'''

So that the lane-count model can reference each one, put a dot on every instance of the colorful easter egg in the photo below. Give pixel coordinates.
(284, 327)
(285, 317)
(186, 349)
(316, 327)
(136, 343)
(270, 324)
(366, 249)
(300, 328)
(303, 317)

'''

Output each record exactly as it appears in the listing.

So that the lane-count model can reference each one, put a dot on every instance of the colorful easter egg in the photo below. Give pixel coordinates.
(284, 327)
(285, 317)
(186, 349)
(316, 327)
(136, 343)
(270, 324)
(366, 249)
(300, 328)
(303, 317)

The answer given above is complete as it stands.